• **Twoje zadania**
A. Wyjaśnij na podstawie fragmentu, dlaczego dębowa komódka wystawiona na wyprzedaży garażowej rozpadła się na kawałki.
B. Przepisz dokładnie z fragmentu tekst od słów „Dol domu zaczyna” aż do słów „przemaluje . Na bialo .” włącznie.

• **Fragment do przeczytania**
Dol domu zaczyna przypominac wreszcie calkiem fajne pomieszczenie . Wszystko juz obite , pomalowalam kilka desek zainspirowana tapeta przypominajaca stare dechy . Teraz trzeba to wyszlifowac , pobejcowac , zamontowac narozniki , zafugowac podloge , kosmetyka.... . Duzo tego, co ? No i moze za tydzien , dwa bedzie gotowe . Heh , rzucaja sie w oczy czerwone porecze przy schodach . Jak je zobaczylam w calym domu kiedy bylismy go pierwszy raz ogladac , od razu pomyslalam o ludziach ktorzy tu mieszkali i co nimi kierowalo ???? Dziwny jest ten swiat . No ale oczywiscie , ze je przemaluje . Na bialo .





 A w tak zwanym miedzyczasie cos tam maluje u siebie . Jestem w trakcie odnawiania starej , debowej komodki . Nie jedno bidulka przezyla . W zeszlym roku , w maju jak mialam garasje salg - czyli wyprzedaz garazowa - mialam ja sprzedac . Stala sobie przed domem , na trawniku i jakos nowego nabywcy znalezc nie mogla. Nasz ukochany piesek byl caly dzien na linie - to cos rozwinietego pomiedzy naszym tarasem a drzewem, ktore stoi po srodku dzialki . Brenda moze w ten sposob przemierzac ogrod wszerz i wzdlurz ( tak kaza pisac - sprawdzilam w slowniku ) . No ale ze ona bardzo towarzyska jest i nie zna pojecia szybko - wolno - to wita sie z czlowiekami zawsze na swoj sposob . I tak bylo tym razem , zanim sie obejzelismy lina na ktorej uczepiona byla Brenda poderwala komodke na dwa metry w gore, komodka zrobila kilka obrotow w powietrzu i spadla na ziemie z wielkim hukiem . No i na nieszczescie nie byla juz w jednym kawalku ale w osmiu . Taka to oto historia .Zmalowalam tez slagbenk czyli tak po polsku lawe do siedzenia, co to ma w siedzisku schowek na buty for eksempel  . Ma stac w przedpokoju, ale wydaje mi sie ze jest za mala. Ano zobaczymy pozniej . Jestem tez w trakcie malowania konsoli . Byla wstretna czarno - brazowa , bardzo zniszczona, obdrapana , fuj . Zobaczymy co z niej wyjdzie.  Lista zyczen nie ma konca - stoja dwie debowe komody, starusie , przemalowane przez kogos na granatowo . Na razie nie mam na nie pomyslu , ale to najdzie mnie niespodziewanie . Stoja tez trzy czy nawet cztery stare okna. Mam zamiar wstawic zamiast szybek plyte drewniana i pomalowac ja farba kredowa czarna . Czekaja tez nogi od starej maszyny - bedzie z nich fajny stolik, tylko wciaz czekam na blat . Nawet nie pytajcie co stoi w kolejnych dwoch sypialniach - az boje sie tam robic zdjecia. W moim hobby pokoiku tylko baby i dziada brakuje, ale jakos sie tam odnajduje. Plisss, no comment ;-) .  Jutro mam zamiar pomalowac vindu utforing - czyli wewnetrzne czesci okien, czy tez parapet i futryny tak po naszemu . Mam calkiem grube sciany, wiec ,, parapet ,, wyszedl zaje...sty . Szeroki .Zaslony juz kupilam, karnisz tez , tylko potrzeba wykonczyc okno , zawiesic grzejnik, ktory juz dwa miesiace czeka w przedpokoju , zamontowac reszte kontaktow i heja - gotowe .

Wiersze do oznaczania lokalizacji
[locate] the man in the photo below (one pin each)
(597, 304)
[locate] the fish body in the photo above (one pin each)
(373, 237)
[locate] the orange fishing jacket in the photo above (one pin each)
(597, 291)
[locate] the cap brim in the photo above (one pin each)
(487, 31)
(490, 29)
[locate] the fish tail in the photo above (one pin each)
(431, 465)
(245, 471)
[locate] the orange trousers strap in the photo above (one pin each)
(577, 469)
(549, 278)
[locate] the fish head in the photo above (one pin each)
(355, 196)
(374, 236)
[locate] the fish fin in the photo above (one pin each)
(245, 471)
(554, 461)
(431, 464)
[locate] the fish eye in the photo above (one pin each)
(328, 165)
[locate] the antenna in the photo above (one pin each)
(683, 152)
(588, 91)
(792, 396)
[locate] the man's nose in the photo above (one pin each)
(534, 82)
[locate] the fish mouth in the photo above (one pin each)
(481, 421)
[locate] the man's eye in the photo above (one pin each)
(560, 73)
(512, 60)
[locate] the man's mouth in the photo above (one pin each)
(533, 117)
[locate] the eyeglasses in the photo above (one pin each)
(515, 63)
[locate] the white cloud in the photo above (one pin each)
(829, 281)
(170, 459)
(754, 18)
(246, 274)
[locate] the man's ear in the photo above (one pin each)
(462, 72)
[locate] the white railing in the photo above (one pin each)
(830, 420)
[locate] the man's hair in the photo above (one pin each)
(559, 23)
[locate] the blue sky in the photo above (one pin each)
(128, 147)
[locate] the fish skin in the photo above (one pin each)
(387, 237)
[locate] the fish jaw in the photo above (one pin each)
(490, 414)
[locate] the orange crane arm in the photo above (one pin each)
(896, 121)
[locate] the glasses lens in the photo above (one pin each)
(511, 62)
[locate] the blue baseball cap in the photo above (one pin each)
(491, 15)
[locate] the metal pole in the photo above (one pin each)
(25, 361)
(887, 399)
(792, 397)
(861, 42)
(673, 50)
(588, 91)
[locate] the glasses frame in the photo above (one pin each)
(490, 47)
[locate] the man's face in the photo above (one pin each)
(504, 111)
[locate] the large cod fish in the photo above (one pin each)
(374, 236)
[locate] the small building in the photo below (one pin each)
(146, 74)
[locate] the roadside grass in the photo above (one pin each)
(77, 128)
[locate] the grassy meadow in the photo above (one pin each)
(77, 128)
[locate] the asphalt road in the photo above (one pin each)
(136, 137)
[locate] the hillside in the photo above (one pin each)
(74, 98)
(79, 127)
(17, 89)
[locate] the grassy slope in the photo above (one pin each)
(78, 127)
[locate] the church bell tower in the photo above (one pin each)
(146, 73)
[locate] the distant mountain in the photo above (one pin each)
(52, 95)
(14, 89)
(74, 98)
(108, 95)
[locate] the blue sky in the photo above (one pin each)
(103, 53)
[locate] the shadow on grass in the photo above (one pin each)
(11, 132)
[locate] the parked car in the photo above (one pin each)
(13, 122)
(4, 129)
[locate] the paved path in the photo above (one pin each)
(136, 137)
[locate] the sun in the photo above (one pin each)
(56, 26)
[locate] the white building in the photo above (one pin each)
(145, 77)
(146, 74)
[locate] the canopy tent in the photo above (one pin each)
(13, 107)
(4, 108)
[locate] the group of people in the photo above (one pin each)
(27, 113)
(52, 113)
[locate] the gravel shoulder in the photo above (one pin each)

• **Rozwiązania zadań**
A. Suczka Brenda była przypięta do liny rozciągniętej między tarasem a drzewem. Jest bardzo towarzyska i nie zna pojęcia „szybko – wolno”, więc wita się z ludźmi na swój sposób. Gdy ruszyła, lina poderwała komódkę na dwa metry w górę. Komódka zrobiła kilka obrotów w powietrzu i z hukiem spadła na ziemię, rozpadając się na osiem kawałków.

B.
Dol domu zaczyna przypominac wreszcie calkiem fajne pomieszczenie . Wszystko juz obite , pomalowalam kilka desek zainspirowana tapeta przypominajaca stare dechy . Teraz trzeba to wyszlifowac , pobejcowac , zamontowac narozniki , zafugowac podloge , kosmetyka.... . Duzo tego, co ? No i moze za tydzien , dwa bedzie gotowe . Heh , rzucaja sie w oczy czerwone porecze przy schodach . Jak je zobaczylam w calym domu kiedy bylismy go pierwszy raz ogladac , od razu pomyslalam o ludziach ktorzy tu mieszkali i co nimi kierowalo ???? Dziwny jest ten swiat . No ale oczywiscie , ze je przemaluje . Na bialo .